→ **What this task involves**:
Copy exactly the stretch of data below from the line with "phrase -- rock border" through the line with "phrase -- holly bush", including both of those lines.

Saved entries

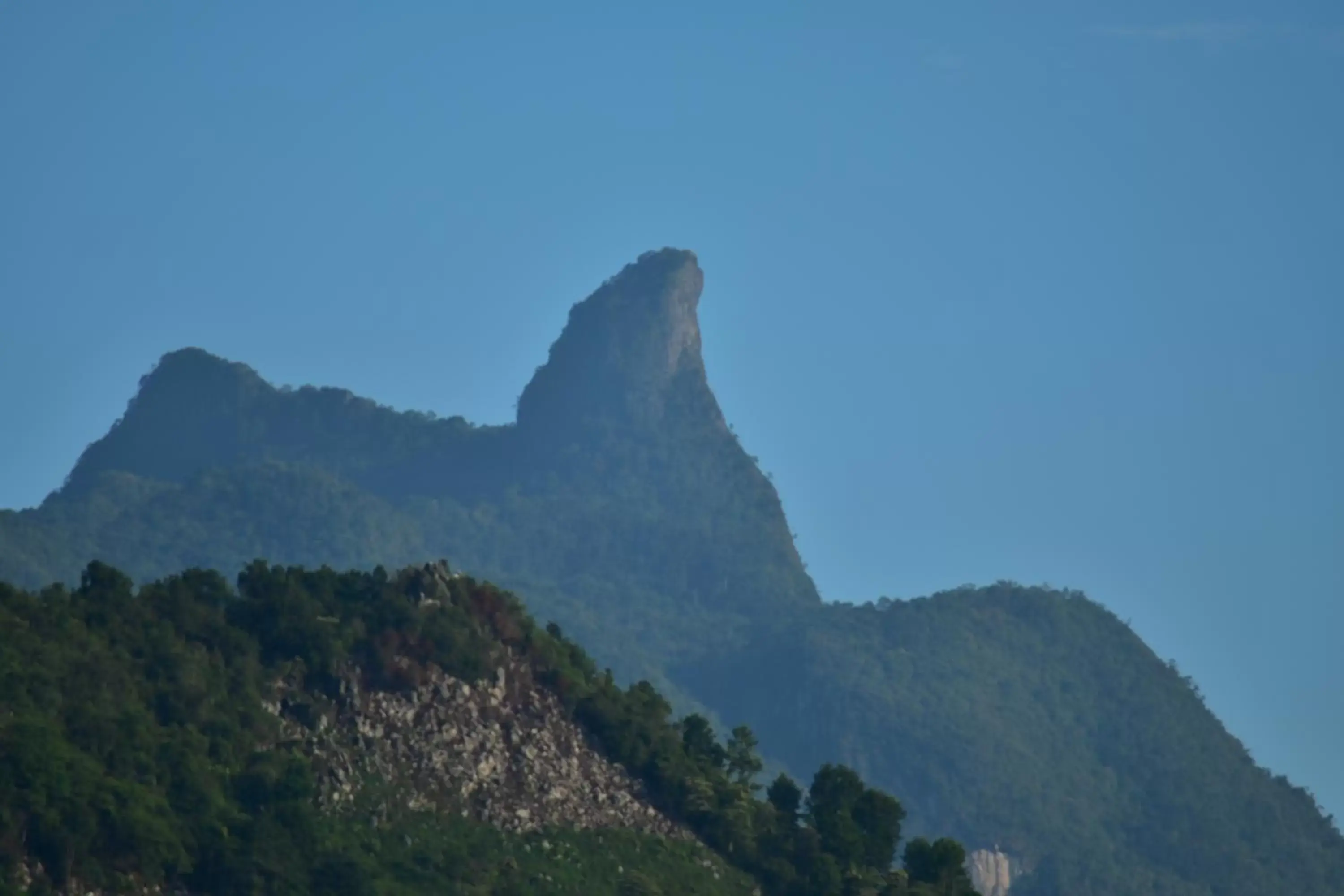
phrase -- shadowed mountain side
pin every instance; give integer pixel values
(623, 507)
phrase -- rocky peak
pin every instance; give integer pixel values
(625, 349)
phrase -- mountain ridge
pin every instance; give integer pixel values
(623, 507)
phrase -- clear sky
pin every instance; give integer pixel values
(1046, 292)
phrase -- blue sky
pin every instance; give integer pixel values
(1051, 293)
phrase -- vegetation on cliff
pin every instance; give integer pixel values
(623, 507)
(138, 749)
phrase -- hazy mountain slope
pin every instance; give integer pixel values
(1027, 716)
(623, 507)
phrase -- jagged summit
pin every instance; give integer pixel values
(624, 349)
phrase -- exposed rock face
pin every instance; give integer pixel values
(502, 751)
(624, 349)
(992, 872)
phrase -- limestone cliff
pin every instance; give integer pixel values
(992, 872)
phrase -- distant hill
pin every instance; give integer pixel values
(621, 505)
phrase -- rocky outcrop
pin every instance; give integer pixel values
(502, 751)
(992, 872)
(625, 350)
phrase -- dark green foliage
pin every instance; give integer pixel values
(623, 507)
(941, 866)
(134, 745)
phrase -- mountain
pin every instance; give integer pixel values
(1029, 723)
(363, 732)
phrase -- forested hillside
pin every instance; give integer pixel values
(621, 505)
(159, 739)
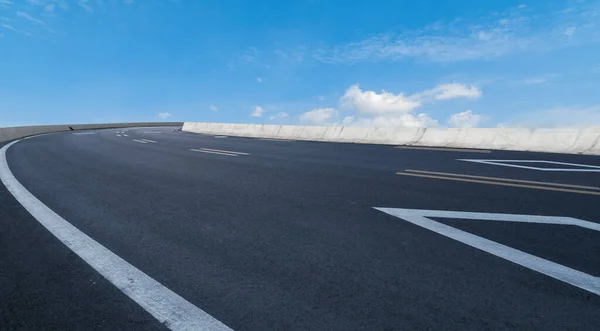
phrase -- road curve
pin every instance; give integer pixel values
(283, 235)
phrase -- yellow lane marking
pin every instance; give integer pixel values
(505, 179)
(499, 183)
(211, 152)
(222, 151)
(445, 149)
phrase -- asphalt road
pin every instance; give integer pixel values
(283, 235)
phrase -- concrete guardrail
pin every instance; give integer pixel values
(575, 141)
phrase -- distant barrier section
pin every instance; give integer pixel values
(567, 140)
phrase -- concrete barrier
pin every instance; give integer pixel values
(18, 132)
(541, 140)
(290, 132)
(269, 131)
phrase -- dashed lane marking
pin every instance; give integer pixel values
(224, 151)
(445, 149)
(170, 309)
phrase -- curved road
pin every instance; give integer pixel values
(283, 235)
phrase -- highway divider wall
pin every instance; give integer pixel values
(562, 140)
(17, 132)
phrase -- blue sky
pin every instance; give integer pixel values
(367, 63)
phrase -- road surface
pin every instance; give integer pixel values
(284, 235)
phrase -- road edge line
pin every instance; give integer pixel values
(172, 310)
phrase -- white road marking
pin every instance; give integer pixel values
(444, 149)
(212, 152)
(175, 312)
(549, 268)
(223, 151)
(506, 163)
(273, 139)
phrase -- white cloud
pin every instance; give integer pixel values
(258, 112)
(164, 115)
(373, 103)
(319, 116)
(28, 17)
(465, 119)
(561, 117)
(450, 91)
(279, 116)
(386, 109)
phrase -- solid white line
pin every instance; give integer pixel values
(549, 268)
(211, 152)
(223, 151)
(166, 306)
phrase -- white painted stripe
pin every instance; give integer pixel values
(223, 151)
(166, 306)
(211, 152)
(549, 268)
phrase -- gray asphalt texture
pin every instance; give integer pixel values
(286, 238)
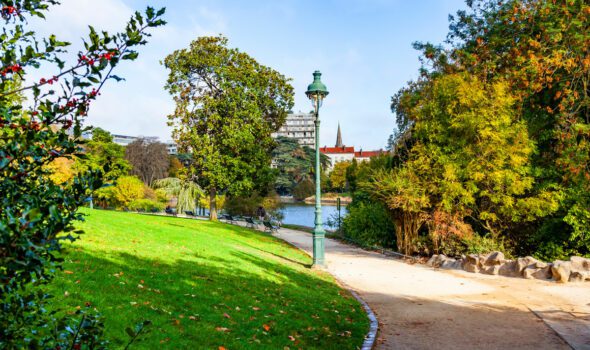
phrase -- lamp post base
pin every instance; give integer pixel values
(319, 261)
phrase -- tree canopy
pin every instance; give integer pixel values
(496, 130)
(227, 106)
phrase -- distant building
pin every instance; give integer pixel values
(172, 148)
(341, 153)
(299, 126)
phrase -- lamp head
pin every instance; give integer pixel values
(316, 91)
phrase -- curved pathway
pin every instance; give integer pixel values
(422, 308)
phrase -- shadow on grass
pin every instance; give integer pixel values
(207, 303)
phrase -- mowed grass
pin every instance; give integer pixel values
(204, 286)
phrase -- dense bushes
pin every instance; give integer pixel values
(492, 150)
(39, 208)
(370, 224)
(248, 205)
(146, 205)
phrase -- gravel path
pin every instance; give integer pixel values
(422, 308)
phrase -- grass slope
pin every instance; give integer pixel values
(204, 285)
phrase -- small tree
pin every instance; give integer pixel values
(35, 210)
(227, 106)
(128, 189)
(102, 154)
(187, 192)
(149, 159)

...

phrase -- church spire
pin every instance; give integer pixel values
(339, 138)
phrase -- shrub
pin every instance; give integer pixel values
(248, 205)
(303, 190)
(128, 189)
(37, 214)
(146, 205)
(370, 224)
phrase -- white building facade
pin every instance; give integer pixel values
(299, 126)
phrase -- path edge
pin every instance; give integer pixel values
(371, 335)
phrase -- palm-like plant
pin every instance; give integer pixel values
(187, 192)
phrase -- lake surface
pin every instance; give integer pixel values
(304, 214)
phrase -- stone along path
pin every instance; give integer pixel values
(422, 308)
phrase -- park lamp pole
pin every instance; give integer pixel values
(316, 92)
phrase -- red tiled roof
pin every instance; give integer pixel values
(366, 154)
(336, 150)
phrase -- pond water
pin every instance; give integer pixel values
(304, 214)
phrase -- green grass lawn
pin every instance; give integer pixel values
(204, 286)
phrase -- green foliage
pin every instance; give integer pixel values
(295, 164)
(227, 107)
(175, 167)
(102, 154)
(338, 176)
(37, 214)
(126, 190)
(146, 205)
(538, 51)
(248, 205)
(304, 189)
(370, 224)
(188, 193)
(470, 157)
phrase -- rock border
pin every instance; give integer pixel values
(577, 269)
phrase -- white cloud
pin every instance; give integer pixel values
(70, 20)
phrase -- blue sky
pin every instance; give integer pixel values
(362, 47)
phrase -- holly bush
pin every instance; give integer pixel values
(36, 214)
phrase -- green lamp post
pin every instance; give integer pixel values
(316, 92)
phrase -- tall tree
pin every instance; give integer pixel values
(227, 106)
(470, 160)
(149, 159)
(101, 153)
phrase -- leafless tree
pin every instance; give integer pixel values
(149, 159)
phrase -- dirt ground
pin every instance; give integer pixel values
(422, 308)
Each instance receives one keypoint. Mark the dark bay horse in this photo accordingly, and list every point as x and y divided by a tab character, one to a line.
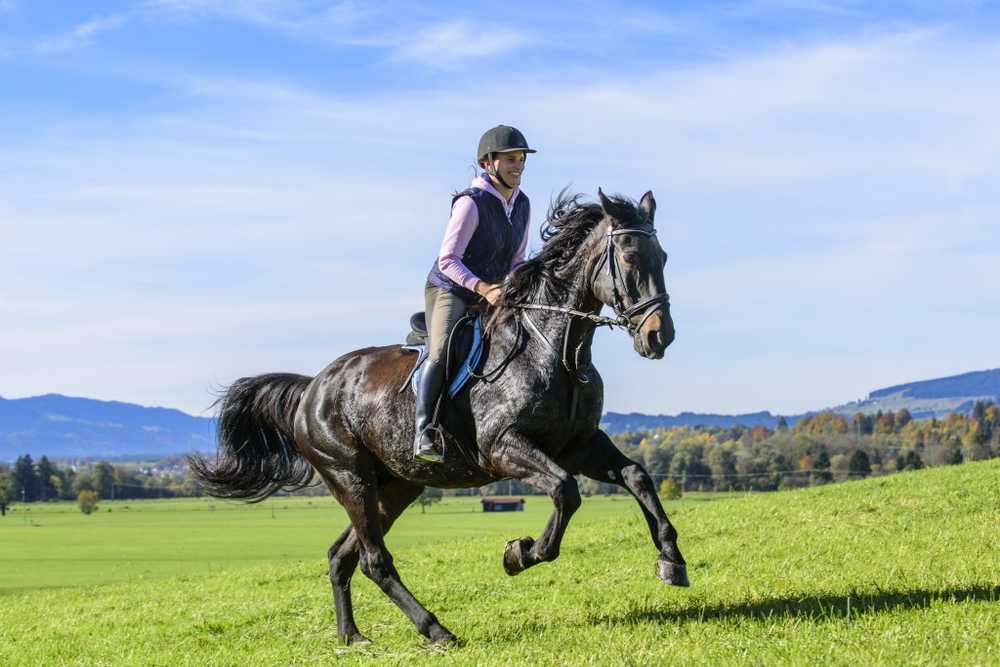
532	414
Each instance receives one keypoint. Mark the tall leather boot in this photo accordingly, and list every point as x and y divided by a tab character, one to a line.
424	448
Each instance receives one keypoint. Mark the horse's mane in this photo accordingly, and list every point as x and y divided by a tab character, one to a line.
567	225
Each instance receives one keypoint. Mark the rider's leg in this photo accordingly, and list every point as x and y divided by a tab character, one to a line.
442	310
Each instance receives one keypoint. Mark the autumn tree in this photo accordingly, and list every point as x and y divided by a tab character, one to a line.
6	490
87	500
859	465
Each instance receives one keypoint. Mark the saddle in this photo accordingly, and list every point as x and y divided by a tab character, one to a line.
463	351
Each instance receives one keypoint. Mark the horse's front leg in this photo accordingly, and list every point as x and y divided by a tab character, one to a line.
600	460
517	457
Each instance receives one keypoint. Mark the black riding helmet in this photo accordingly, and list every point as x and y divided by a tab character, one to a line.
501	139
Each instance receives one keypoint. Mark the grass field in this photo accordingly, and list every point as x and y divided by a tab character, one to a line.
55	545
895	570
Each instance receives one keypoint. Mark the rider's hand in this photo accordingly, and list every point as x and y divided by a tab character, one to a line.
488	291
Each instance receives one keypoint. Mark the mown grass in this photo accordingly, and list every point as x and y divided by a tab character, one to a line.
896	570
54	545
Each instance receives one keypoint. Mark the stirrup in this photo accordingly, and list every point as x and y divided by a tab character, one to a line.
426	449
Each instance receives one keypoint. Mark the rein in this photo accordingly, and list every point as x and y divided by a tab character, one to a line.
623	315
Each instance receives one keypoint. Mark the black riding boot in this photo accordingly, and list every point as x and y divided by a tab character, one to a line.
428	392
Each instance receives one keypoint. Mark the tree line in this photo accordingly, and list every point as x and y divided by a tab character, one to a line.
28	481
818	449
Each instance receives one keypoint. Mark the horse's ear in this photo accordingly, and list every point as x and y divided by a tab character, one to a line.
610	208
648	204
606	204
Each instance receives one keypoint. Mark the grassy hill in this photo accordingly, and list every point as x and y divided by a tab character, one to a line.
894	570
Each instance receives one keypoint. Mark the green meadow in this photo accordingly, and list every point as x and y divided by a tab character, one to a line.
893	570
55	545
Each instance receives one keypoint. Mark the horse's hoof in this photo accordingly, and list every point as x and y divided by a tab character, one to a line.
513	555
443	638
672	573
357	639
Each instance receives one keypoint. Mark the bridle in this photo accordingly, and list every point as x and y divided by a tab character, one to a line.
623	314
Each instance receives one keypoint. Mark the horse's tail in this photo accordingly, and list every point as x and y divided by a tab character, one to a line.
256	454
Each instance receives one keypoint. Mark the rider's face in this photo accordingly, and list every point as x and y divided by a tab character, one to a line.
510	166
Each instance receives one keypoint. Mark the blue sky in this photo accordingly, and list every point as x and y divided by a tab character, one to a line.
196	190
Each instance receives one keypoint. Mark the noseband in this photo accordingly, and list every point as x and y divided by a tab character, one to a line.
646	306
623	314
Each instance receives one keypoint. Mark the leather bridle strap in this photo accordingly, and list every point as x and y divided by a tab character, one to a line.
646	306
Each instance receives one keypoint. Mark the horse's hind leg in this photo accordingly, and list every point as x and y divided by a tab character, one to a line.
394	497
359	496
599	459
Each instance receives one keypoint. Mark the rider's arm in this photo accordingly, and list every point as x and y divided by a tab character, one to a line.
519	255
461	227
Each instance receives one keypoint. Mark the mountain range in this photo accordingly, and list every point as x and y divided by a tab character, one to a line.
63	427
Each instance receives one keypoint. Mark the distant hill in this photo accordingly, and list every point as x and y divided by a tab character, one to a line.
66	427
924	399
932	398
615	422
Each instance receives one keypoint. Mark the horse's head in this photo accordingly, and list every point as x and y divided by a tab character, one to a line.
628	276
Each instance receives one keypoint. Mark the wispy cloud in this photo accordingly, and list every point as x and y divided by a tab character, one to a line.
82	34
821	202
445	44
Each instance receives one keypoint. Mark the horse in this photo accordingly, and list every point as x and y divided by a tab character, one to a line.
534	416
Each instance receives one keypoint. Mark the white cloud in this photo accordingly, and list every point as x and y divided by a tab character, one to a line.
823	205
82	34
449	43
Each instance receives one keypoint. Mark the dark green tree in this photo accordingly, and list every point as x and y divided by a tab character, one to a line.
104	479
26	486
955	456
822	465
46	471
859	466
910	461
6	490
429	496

==

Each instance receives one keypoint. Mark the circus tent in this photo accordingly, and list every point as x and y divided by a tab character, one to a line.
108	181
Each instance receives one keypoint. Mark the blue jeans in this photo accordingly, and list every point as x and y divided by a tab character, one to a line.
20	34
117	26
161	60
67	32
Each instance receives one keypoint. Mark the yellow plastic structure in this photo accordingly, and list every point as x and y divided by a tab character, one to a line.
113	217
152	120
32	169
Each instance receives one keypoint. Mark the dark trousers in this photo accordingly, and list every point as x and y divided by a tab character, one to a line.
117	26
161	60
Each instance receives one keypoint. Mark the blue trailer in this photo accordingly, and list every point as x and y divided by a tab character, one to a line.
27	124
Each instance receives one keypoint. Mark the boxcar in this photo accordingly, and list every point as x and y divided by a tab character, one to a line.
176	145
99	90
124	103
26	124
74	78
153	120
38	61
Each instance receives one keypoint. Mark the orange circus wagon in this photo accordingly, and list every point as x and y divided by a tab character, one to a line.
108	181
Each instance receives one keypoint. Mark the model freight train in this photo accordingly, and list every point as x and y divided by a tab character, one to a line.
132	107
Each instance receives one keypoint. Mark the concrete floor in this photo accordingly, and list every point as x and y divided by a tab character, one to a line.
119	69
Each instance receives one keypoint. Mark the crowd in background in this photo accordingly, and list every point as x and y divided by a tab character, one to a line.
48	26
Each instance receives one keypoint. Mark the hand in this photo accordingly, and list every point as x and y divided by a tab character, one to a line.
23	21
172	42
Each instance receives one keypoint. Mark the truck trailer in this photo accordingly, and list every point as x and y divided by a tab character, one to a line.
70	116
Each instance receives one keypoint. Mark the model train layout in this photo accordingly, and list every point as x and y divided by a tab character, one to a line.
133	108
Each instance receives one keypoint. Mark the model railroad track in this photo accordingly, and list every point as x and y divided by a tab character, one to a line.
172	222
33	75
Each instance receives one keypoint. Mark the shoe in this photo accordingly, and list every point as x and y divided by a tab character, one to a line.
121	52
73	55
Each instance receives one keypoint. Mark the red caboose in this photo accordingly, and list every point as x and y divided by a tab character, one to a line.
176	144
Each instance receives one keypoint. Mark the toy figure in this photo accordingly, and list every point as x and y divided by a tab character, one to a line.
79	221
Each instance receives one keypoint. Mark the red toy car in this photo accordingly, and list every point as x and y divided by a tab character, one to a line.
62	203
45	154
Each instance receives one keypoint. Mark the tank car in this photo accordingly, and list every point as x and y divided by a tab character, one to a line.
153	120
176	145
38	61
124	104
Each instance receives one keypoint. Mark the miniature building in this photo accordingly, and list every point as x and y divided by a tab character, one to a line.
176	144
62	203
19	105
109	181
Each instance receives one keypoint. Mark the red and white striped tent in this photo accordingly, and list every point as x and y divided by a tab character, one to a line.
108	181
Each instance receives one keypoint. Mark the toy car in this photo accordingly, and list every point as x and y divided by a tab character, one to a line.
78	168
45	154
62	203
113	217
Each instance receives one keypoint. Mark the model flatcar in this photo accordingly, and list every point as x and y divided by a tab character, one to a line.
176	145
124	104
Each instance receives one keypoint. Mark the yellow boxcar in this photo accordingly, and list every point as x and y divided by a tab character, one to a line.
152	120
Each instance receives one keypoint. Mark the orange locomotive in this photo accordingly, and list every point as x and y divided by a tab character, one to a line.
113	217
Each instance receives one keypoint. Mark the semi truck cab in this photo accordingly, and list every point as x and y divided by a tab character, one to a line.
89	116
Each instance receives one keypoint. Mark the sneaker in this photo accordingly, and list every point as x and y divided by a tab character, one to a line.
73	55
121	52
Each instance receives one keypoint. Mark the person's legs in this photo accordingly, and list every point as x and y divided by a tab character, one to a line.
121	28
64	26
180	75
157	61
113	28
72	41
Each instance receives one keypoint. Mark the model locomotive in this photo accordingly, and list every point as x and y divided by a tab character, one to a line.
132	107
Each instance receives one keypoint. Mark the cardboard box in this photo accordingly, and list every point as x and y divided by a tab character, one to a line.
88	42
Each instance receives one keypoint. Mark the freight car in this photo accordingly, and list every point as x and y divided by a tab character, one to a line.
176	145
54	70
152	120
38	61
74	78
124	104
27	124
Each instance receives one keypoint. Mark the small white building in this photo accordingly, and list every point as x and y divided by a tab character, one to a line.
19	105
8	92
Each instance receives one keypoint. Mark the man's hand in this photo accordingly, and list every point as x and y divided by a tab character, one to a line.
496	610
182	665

→ **Solved problem**:
phrase -- rock border
pin every instance; give integer pixel values
(577, 269)
phrase -- white cloud
pin every instance; give integer pixel values
(70, 20)
phrase -- blue sky
pin every instance; give integer pixel values
(362, 47)
phrase -- holly bush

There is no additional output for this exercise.